• _WORK TO COMPLETE_
Starting at the line of the listing below that contains "Check that every instance of the park" and continuing through the end of the listing, rewrite every line with each answer coordinate increased by 16, keeping the requests unchanged. Leave the pictures out of your answer.

Excerpts from point annotation data

- - -

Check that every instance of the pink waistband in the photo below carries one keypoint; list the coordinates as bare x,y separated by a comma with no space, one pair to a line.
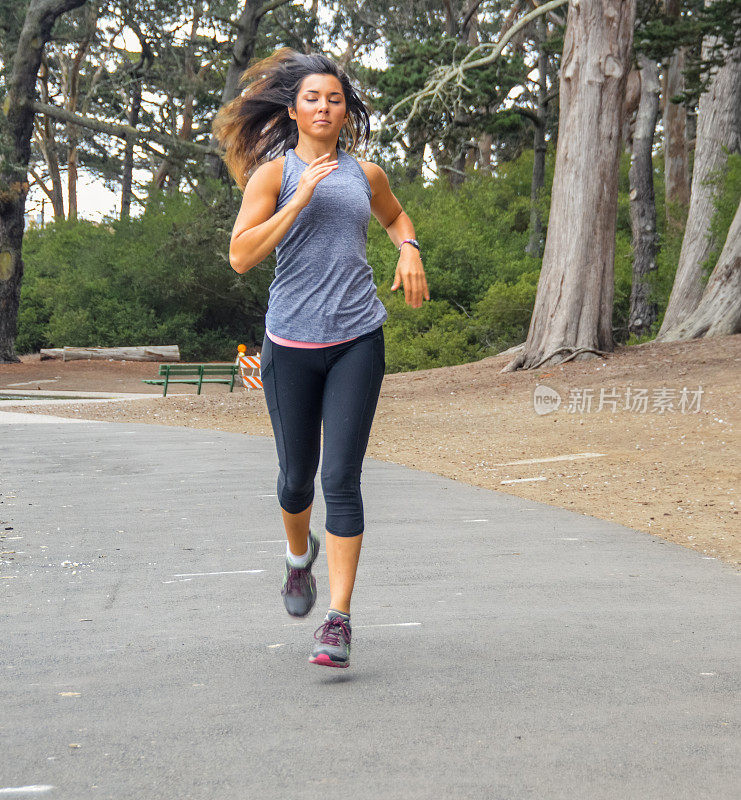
290,343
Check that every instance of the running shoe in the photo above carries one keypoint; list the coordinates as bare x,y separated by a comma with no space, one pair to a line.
299,585
333,647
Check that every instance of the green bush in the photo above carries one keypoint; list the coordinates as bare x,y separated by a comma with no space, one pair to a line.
164,278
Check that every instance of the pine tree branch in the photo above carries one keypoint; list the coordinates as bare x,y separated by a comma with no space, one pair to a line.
120,130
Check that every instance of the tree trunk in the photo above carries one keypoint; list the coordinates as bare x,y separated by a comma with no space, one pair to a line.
484,144
718,127
128,160
72,130
642,203
535,243
676,166
165,352
719,311
573,304
16,129
167,168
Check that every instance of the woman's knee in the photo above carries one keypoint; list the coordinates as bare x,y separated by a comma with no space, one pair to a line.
295,493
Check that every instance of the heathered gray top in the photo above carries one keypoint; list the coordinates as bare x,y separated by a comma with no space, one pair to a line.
323,289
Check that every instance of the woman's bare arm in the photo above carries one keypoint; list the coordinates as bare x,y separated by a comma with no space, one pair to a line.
258,228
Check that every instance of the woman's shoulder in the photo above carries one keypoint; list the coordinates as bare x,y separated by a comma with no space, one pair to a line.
375,174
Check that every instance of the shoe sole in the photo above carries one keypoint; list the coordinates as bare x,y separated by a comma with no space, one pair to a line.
301,616
324,660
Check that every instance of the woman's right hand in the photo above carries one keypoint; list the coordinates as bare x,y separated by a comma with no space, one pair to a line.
315,170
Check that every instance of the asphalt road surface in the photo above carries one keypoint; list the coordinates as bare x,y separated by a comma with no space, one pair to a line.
502,648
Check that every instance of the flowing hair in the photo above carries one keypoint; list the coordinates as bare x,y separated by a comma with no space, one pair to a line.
255,125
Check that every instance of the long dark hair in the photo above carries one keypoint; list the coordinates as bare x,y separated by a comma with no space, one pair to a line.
255,125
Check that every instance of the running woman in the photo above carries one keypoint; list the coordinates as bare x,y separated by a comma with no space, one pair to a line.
323,354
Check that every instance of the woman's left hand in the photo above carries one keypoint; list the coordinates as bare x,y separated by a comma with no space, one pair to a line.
411,273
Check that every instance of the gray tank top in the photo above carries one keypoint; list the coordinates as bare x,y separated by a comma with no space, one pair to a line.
323,289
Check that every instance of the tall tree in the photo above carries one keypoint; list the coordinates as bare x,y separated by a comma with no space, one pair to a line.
718,133
16,129
244,47
719,311
573,304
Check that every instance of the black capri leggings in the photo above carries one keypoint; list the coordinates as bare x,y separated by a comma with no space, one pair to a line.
339,387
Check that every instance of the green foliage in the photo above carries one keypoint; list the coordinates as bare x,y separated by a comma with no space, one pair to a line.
726,203
163,278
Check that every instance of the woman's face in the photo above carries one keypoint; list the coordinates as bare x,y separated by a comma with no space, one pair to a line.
320,107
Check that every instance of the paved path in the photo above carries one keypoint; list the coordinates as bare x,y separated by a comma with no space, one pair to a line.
503,649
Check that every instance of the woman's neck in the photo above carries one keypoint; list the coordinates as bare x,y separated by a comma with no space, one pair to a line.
309,151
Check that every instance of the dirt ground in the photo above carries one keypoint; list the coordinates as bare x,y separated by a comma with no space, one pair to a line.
668,463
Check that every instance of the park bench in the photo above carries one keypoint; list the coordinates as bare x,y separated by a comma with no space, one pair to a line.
196,374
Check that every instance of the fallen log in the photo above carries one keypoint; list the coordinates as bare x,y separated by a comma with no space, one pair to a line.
169,352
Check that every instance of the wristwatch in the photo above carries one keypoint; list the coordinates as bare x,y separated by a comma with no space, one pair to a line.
412,242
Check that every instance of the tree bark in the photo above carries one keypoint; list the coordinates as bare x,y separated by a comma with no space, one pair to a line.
719,311
128,160
718,132
15,153
642,202
535,243
676,167
573,304
165,352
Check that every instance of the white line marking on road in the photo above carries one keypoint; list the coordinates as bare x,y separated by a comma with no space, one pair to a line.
30,383
390,625
572,457
226,572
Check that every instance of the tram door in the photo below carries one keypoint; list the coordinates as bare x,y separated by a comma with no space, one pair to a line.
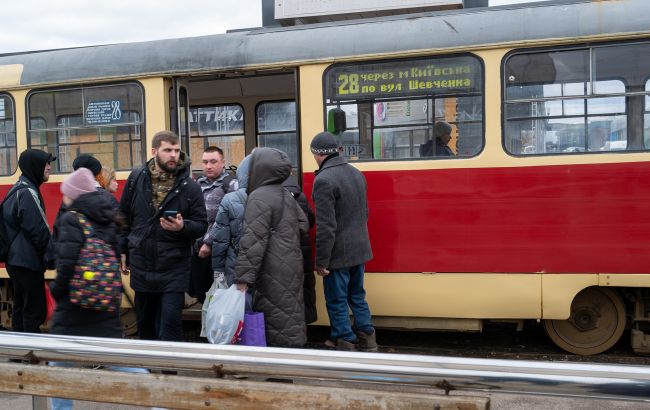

- - -

• _EXERCISE SOLUTION_
Check that every instance of the park bench in the photo above carries one keypoint; list the coordinates as bare x,y separated by a comma with no space, one pair to a line.
212,390
Check that every instance of the fallen log in the photo above carries one keypoint; list the coordinates as bare x,y separated by a comma with no space, one pair to a line.
185,368
Check that every instance of the wristwatch in the photo above carries one keypoint; list the coordinates as bare x,y separated by a comma with no space, one pair to a line.
428,258
Check that every instance of the tree bark in the photo above carries one keypoint; list the coordinates as bare x,y separated by a comma with no space, one pair to a line.
735,327
144,176
734,148
31,169
658,218
551,259
692,183
589,320
181,368
Check that every instance of the white line marking on road in the photo above carries one keypoint; list the coordinates as bare x,y separated by a comma with no space, one pair to a line.
46,399
406,641
588,473
242,588
Check that every instance of the tram door in the photo below carries one keypoint; list the coordinates as bare x,y separated by a comma with no space, one pair to a line.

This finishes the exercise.